• Instruction
Extract the full set of records, then give each one again exactly.

• Supplied material
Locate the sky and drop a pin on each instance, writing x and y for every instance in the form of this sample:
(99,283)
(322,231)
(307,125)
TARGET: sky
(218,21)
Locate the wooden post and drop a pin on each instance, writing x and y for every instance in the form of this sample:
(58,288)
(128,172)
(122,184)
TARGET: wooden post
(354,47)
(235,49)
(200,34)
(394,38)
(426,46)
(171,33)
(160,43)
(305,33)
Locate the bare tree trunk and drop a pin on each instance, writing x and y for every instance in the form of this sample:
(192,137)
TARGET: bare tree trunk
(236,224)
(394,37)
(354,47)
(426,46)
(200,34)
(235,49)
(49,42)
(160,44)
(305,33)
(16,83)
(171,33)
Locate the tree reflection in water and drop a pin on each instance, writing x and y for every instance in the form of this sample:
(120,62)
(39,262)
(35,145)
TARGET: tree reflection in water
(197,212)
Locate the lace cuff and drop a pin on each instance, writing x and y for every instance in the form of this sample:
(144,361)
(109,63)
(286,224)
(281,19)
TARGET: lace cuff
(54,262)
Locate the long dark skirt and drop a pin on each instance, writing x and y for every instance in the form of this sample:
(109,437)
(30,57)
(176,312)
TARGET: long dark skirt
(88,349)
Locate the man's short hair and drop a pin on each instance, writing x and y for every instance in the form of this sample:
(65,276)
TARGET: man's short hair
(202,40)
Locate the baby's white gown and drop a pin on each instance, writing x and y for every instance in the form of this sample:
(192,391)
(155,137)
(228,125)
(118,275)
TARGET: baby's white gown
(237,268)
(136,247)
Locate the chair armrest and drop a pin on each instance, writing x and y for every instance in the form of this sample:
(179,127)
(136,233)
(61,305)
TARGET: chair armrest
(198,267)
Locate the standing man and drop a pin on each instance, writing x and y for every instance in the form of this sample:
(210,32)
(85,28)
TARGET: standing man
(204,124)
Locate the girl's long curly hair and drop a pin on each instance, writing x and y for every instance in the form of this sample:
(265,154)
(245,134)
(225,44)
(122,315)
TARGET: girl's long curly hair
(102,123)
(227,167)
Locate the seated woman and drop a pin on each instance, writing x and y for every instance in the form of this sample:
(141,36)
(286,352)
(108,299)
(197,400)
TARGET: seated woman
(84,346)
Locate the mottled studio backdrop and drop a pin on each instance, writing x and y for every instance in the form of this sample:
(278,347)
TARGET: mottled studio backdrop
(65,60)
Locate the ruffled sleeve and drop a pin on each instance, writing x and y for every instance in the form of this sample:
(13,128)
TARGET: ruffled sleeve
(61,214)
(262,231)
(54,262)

• In response
Locate the sky and drop a pin on each instance, writing x and y for every instance in the form of this sample:
(99,283)
(322,231)
(307,125)
TARGET: sky
(218,21)
Locate the wooden post and drop a pin on each instance, writing x and y for every instance in the form of this sample:
(58,288)
(128,172)
(122,184)
TARGET: wooden post
(354,47)
(235,49)
(200,34)
(394,38)
(426,46)
(171,33)
(160,43)
(305,33)
Locate the bare tree trunk and drop a pin on each instance, writing x and y for every instance in the form of this sample:
(192,137)
TARGET: bare tree trunk
(236,224)
(394,37)
(354,47)
(426,46)
(200,34)
(235,49)
(49,42)
(160,44)
(305,33)
(16,83)
(171,33)
Locate the tree reflection in water and drop a pin on each instance, writing x and y for every instance in the form of this sample:
(120,62)
(39,262)
(35,145)
TARGET: tree reflection in water
(197,212)
Locate the lace cuff and drop a pin on each instance, writing x and y for every instance in the form of this sample:
(144,361)
(109,63)
(286,224)
(281,19)
TARGET: lace cuff
(54,262)
Locate the long dark skirt and drop a pin on each instance, writing x and y for every instance in the form of this sample:
(109,437)
(30,57)
(176,312)
TARGET: long dark skirt
(88,349)
Locate the man's short hair and drop a pin on each instance, writing x and y for every instance in the form of this sample:
(65,276)
TARGET: man's short hair
(202,40)
Locate the baby's white gown and drop a pin on each instance, writing x and y for every instance in the form of this sample:
(192,391)
(155,137)
(228,125)
(118,275)
TARGET: baby's white gown
(237,268)
(136,247)
Locate the chair armrest and drop a pin on each instance, writing x and y for every instance in the form of this sample:
(179,127)
(136,233)
(61,305)
TARGET: chair armrest
(198,267)
Locate the standing man and drop a pin on each instance, writing x and y for every instance in the form of this sample:
(210,32)
(85,28)
TARGET: standing man
(204,124)
Locate the girl's long curly hair and drop a pin on each instance, writing x and y for every instance in the form of this sample:
(265,154)
(245,134)
(225,44)
(122,315)
TARGET: girl's long curly hair
(102,123)
(227,167)
Locate the seated woman and drop a pin on each instance, writing x and y for every instance in the form of this sample:
(141,36)
(286,352)
(108,299)
(197,400)
TARGET: seated woman
(84,346)
Locate the mottled studio backdrop and drop a pin on each instance, writing x and y for every instance in the form of this sample:
(278,347)
TARGET: mottled studio backdrop
(65,60)
Locate the ruffled sleeve and drop a pin on each instance, writing x and y for every instance in the form of this sample:
(13,128)
TARGET: ruffled sleeve
(61,214)
(262,231)
(54,262)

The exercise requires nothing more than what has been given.